Text passage
________________

The Atira investigation report done by Ernst & Young, released Monday, has set off a cascade of concerns and reactions.

BC United Party politicians have hammered at the issue, saying it shows the NDP has done a bad job of managing non-profit housing in the province. People in the non-profit housing sector are worried about the impact of losing any strength in the sector, especially Atira, which has done pioneering work for 30 years in housing vulnerable women.

And Atira and NDP politicians continue to spar.

Mr. Kahlon has said repeatedly he is shocked that the board or Ms. Abbott didn’t even read the report or know what was in it before the organization sent off a letter saying it was refusing to fire the CEO.

But it’s clear, from dozens of pages submitted to the ministry from Atira’s lawyer, Alan McConchie, that at least some people from the organization went over the investigative report in detail in the weeks before the report was made public Monday.

________________

Information supplied

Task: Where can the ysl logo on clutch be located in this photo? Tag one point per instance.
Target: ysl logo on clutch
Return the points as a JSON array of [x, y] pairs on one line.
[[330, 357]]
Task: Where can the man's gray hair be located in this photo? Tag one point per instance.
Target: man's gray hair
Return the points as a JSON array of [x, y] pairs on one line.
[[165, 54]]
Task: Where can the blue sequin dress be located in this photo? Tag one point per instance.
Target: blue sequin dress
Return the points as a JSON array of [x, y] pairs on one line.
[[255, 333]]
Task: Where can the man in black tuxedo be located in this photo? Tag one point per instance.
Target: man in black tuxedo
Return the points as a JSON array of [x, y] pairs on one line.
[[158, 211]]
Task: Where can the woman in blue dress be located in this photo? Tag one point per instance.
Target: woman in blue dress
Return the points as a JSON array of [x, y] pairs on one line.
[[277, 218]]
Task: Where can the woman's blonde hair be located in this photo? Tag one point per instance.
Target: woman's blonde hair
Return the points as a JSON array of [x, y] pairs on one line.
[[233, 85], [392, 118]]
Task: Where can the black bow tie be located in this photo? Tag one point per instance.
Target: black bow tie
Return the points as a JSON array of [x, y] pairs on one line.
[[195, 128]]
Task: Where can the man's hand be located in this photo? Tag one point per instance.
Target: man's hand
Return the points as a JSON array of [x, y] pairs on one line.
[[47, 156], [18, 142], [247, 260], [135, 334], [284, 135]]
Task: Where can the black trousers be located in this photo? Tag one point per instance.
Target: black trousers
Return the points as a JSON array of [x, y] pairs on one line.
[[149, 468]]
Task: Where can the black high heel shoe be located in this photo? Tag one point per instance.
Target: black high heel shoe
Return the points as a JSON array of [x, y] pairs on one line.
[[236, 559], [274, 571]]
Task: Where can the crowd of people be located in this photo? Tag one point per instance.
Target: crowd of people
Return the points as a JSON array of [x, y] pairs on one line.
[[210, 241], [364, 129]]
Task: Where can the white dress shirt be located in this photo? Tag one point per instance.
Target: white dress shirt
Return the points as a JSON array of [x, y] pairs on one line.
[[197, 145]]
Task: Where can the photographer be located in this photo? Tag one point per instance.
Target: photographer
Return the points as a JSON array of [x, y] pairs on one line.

________________

Problems to solve
a) Summarize the news excerpt about the Atira investigation report in two sentences.
b) List every organization or political party named in the news excerpt about the Atira investigation report.
c) Go on with the news excerpt about the Atira investigation report, starting after its final sentence.

Answer set
a) The Ernst & Young investigation report on Atira, released Monday, has drawn criticism of the NDP's handling of non-profit housing from BC United Party politicians and raised worries in the non-profit housing sector about losing strength, especially at Atira. While Mr. Kahlon has said he is shocked that the board or Ms. Abbott didn't read the report before refusing to fire the CEO, pages submitted by Atira's lawyer show that at least some people from the organization went over it in detail in the weeks before it was made public.

b)
- Ernst & Young
- BC United Party
- NDP
- Atira

c)
In a lengthy series of submissions, Mr. McConchie and his colleagues detail numerous inaccuracies they say are in the report, including misrepresentations of how much more provincial money Atira was getting compared to other housing groups, what its administration costs were, how much it was spending per resident, and many details of building purchases and mortgages.

As well, a letter dated April 25 from Mr. McConchie starts off by saying Atira is concerned the name of the report’s author has been removed and that “there is reason to doubt that EY is sufficiently objective given EY’s long relationship with the provincial government.”